Records to process -
--------
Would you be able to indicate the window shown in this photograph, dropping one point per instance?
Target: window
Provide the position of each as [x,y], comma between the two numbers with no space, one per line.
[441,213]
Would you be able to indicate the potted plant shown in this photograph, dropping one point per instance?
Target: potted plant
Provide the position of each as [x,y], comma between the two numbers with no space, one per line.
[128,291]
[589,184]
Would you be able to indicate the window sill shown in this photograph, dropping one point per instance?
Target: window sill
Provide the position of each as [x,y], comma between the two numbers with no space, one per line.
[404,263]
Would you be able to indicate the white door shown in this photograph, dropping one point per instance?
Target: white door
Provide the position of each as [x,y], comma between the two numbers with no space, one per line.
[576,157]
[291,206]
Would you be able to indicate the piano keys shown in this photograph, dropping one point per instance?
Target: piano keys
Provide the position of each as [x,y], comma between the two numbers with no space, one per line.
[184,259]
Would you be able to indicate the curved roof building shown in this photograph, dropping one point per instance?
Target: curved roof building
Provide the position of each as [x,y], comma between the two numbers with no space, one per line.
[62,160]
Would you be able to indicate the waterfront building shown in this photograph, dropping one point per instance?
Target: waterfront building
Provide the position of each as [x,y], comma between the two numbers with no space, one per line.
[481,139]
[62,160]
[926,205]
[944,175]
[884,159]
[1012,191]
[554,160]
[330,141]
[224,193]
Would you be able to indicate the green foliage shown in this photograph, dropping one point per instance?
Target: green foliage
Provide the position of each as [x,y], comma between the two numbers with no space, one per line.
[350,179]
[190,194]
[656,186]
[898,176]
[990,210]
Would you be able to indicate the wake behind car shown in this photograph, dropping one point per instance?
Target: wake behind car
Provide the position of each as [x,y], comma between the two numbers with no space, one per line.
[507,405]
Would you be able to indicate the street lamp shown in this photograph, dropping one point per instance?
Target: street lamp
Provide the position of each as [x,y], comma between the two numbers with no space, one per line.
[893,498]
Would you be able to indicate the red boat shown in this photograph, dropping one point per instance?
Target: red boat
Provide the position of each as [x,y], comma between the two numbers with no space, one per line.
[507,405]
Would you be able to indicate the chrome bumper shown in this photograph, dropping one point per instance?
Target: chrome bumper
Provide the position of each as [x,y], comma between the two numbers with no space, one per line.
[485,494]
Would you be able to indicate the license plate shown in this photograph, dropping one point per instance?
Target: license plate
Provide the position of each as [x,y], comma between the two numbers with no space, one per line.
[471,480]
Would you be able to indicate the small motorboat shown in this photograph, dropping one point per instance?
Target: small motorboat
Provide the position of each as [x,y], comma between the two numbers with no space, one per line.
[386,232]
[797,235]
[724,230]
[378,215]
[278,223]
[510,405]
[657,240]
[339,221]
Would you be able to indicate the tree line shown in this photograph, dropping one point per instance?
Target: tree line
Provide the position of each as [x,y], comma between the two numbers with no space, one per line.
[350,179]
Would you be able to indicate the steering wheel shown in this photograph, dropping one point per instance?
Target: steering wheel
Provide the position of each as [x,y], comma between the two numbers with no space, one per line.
--------
Work order -
Up to and including the last line of the material, reproduce every line exactly, beginning with the one that contains "Would you be able to indicate the small" and adding nothing else.

Your response -
Would you be able to indicate the small motorboat shown in this photograph, dropping one point per instance?
Target: small motorboat
Provide the position of each as [x,y], comma between the two numbers with no space, one per line.
[386,232]
[797,235]
[724,230]
[378,215]
[278,223]
[510,405]
[657,240]
[339,221]
Would you be able to indicate the tree line shown in this photograph, dropping one point per instance?
Target: tree line
Provide the position of each as [x,y], comma between the two numbers with no space, one per line.
[350,179]
Would you be able to indicate the steering wheel shown in this photograph, dropping one point per instance?
Target: steering wheel
Provide the position of each as [x,y], comma between the two numbers with no space, one per line.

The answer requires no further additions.